THE PROBLEM: Where a record holds a picture, leave the picture out; otherwise repeat every record exactly.

[Saved entries]

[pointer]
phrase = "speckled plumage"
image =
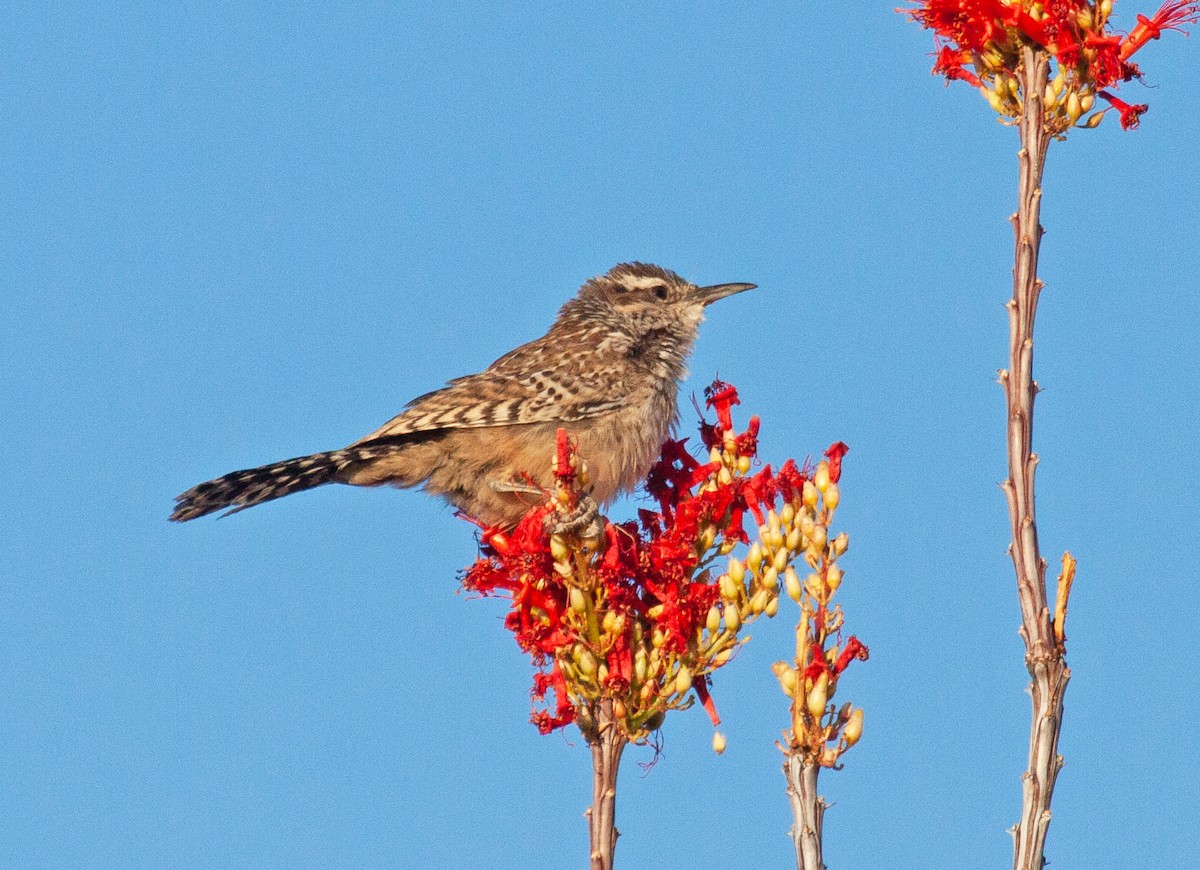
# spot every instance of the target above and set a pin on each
(607, 371)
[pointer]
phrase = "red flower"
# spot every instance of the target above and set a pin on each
(1131, 115)
(1173, 16)
(835, 451)
(591, 615)
(855, 649)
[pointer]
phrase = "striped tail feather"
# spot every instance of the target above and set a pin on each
(251, 486)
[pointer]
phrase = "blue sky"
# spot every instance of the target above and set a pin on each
(233, 233)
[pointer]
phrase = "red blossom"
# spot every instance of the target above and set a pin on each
(835, 451)
(700, 685)
(989, 35)
(643, 568)
(949, 63)
(1131, 115)
(564, 713)
(1173, 16)
(721, 397)
(855, 649)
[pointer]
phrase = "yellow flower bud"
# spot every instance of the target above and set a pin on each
(732, 618)
(683, 681)
(853, 730)
(713, 623)
(792, 583)
(819, 697)
(585, 660)
(833, 497)
(1074, 108)
(821, 477)
(558, 549)
(577, 603)
(786, 677)
(754, 558)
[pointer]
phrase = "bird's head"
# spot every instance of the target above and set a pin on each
(651, 304)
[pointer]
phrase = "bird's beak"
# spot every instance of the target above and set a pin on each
(707, 295)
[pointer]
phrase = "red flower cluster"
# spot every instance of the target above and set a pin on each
(989, 35)
(636, 616)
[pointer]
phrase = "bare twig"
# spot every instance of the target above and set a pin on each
(1044, 654)
(808, 810)
(607, 744)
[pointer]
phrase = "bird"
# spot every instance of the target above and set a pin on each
(607, 371)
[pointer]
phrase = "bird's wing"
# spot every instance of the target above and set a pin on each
(515, 390)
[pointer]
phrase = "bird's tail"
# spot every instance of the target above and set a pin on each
(251, 486)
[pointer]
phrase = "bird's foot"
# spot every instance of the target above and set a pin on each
(515, 486)
(582, 520)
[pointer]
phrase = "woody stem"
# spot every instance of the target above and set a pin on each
(607, 744)
(808, 809)
(1044, 655)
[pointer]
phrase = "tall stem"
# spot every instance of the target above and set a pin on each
(1043, 652)
(808, 810)
(606, 745)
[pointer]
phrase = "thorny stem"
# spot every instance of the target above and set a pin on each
(808, 810)
(606, 743)
(1044, 655)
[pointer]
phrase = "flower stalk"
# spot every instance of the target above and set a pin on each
(1041, 67)
(1044, 653)
(606, 743)
(821, 731)
(628, 622)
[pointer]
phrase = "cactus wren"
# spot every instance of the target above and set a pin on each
(609, 371)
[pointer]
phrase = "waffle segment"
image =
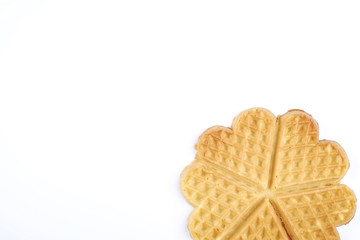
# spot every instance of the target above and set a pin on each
(267, 178)
(315, 213)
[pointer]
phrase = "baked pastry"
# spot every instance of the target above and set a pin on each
(267, 177)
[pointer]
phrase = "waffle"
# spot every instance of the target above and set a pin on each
(267, 177)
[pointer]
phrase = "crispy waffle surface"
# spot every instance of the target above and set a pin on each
(267, 177)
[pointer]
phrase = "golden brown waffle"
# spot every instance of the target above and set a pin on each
(267, 178)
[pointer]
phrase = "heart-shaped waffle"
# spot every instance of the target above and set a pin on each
(267, 177)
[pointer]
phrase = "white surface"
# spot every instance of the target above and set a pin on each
(101, 102)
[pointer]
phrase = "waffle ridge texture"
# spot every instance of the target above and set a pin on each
(267, 178)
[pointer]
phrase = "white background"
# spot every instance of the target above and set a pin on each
(101, 102)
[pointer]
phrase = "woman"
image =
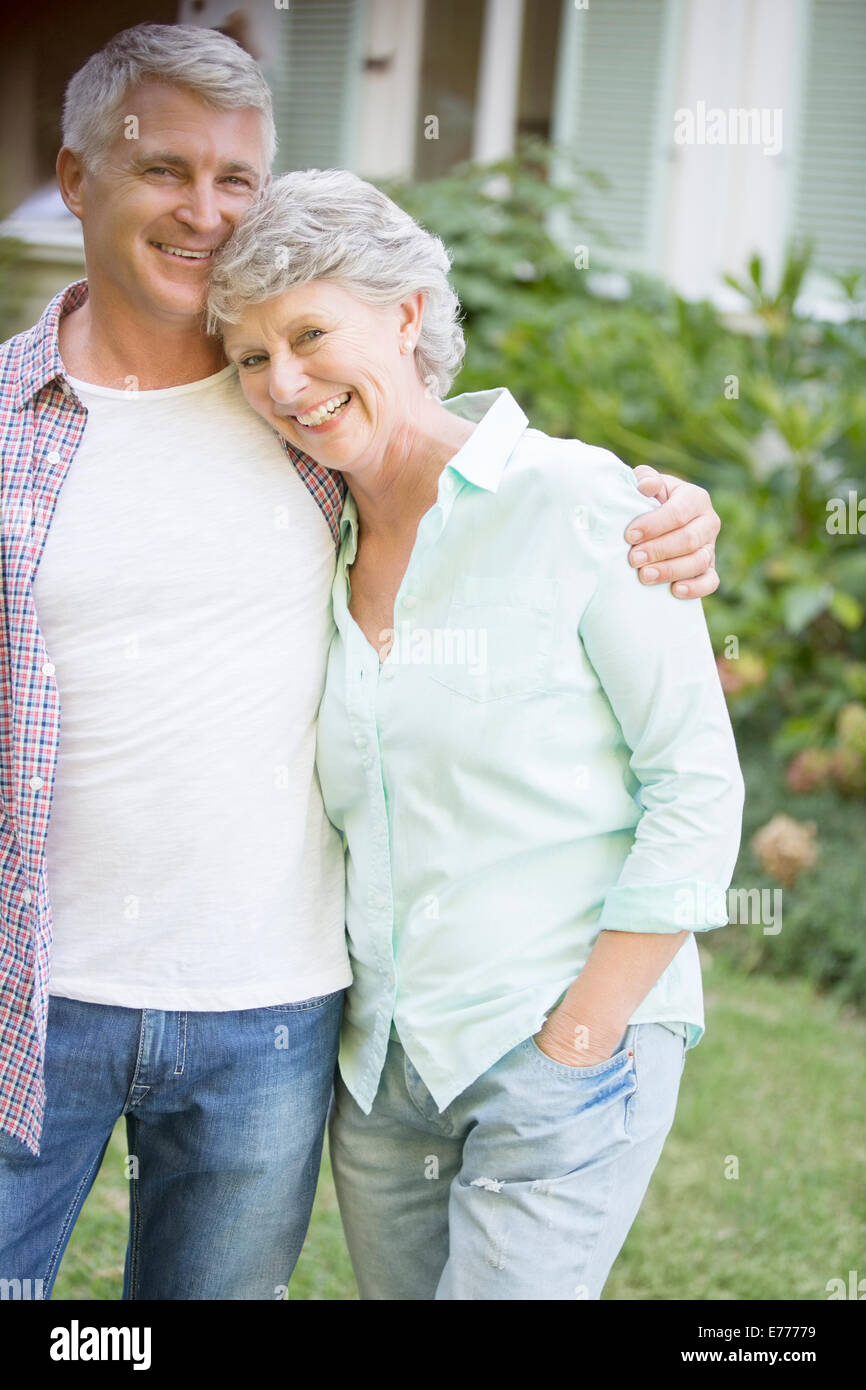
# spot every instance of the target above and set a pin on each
(530, 759)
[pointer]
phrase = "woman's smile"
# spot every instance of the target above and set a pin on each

PROBLEM SOLUTION:
[pointer]
phrase = "speckled plumage"
image =
# spot every instance of the target above and set a pin on each
(607, 371)
[pointer]
phrase = "red flower"
# spot every instance of the target above and set a pin on each
(1131, 115)
(1173, 16)
(835, 451)
(591, 615)
(855, 649)
[pointer]
phrase = "striped tail feather"
# spot every instance of the target above and set a pin on each
(251, 486)
[pointer]
phrase = "blue sky"
# spot every instance of the target above and set a pin on each
(233, 233)
[pointer]
phrase = "red blossom"
# spot every instance of the target above and set a pin on each
(835, 451)
(700, 685)
(989, 35)
(643, 568)
(949, 63)
(1131, 115)
(564, 713)
(1173, 16)
(721, 397)
(855, 649)
[pointer]
phrase = "yellow flower bud"
# spot every instance of the target above and set a pin on each
(732, 618)
(683, 681)
(853, 730)
(713, 623)
(792, 583)
(819, 697)
(585, 660)
(833, 497)
(1074, 108)
(821, 477)
(558, 549)
(577, 603)
(786, 677)
(754, 558)
[pointer]
phrase = "bird's head"
# spot every instance of the target above and set a pin on each
(651, 304)
[pointer]
phrase = "bird's beak"
# spot every instance of the target above and set a pin on each
(707, 295)
[pointer]
phrase = "red flower cluster"
# spot every instance of the target above and set a pin on each
(989, 35)
(636, 616)
[pointer]
phrase = "bare twig"
# spot every instance of the target above and set a pin on each
(1044, 654)
(808, 810)
(607, 744)
[pointer]
phrase = "bird"
# spot every instance of the target above and set a pin on each
(607, 371)
[pointer]
phrase = "bird's wing"
# spot every instance of the target above and set a pin on each
(515, 390)
[pointer]
phrase = "bird's tail"
# spot every instance of the target above and set a pin on each
(251, 486)
[pointer]
phrase = "bird's foot"
# spot every instance of the target above and set a pin on each
(515, 486)
(582, 520)
[pointer]
phrase = "woody stem"
# spot every instance of the target above and set a pin on each
(607, 744)
(808, 809)
(1044, 655)
[pointer]
phrase = "tall stem"
# spot every instance of the target above and set a pin on each
(1043, 652)
(808, 810)
(606, 745)
[pointer]
phrase = "thorny stem"
# spot every instance of the target above and set a pin on each
(808, 810)
(606, 743)
(1044, 655)
[pointer]
phrase = "flower stalk"
# spot every instance of the target above and set a pin on each
(1041, 67)
(1044, 653)
(606, 743)
(821, 731)
(628, 622)
[pointer]
phrase = "cactus wren"
# spot every instance of the target above and set a pin on each
(609, 371)
[pointer]
phrase = "waffle segment"
image =
# spot every instance of the target above and set a pin on each
(267, 178)
(315, 213)
[pointer]
phrase = "baked pastry"
# spot every instance of the target above and set a pin on each
(267, 177)
[pointer]
phrase = "waffle"
# spot every instance of the target above and set a pin on each
(267, 177)
[pointer]
phrase = "crispy waffle surface"
# spot every instance of the target above and set a pin on each
(267, 177)
[pointer]
phrase = "golden brown waffle"
# spot every instance of the target above and set a pin on each
(267, 178)
[pointer]
phrase = "heart-shaped waffle"
# spot every instance of the target above and set a pin on each
(267, 177)
[pointer]
phrase = "white surface"
# spot every instance of the target above and set a pin on each
(101, 102)
[pointer]
phrase = "waffle ridge texture"
# spot every instance of the target above and set a pin on each
(267, 178)
[pointer]
phrase = "white background"
# spot every instance of the target above and set a pin on each
(101, 102)
[pointer]
phrase = "woman"
image =
# spot every instance of the target above and set a pin on each
(530, 759)
[pointer]
phrase = "woman's smile"
# spot every instance of the target above and set a pin on each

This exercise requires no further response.